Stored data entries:

┏━━

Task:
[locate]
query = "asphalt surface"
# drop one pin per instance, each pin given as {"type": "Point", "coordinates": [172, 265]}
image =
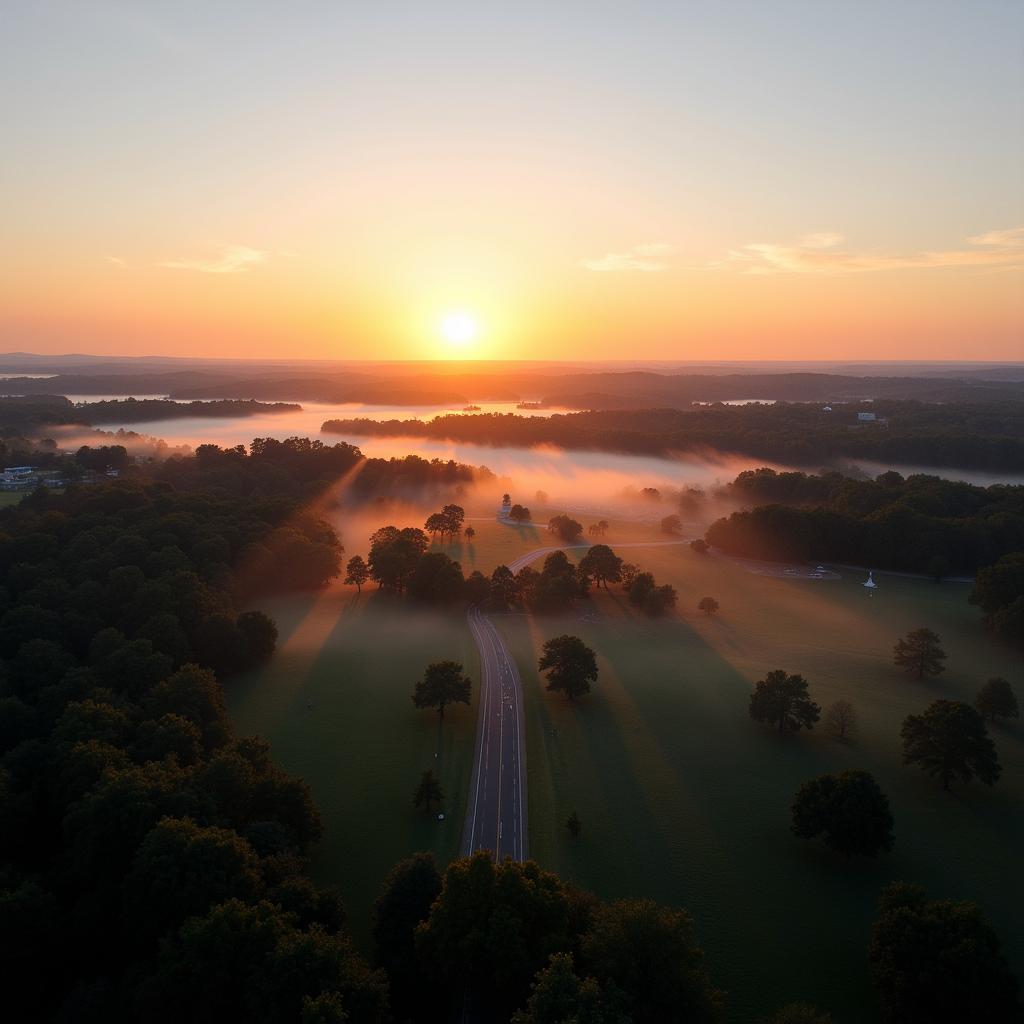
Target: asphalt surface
{"type": "Point", "coordinates": [496, 816]}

┗━━

- _WHAT IS NEEDED_: Now transcribe all the entries above exactly, so that no picture is carried over.

- _TASK OUTPUT_:
Task:
[locate]
query = "asphalt surface"
# drop one pin per instance, each pin given as {"type": "Point", "coordinates": [172, 265]}
image =
Target: asphalt surface
{"type": "Point", "coordinates": [496, 816]}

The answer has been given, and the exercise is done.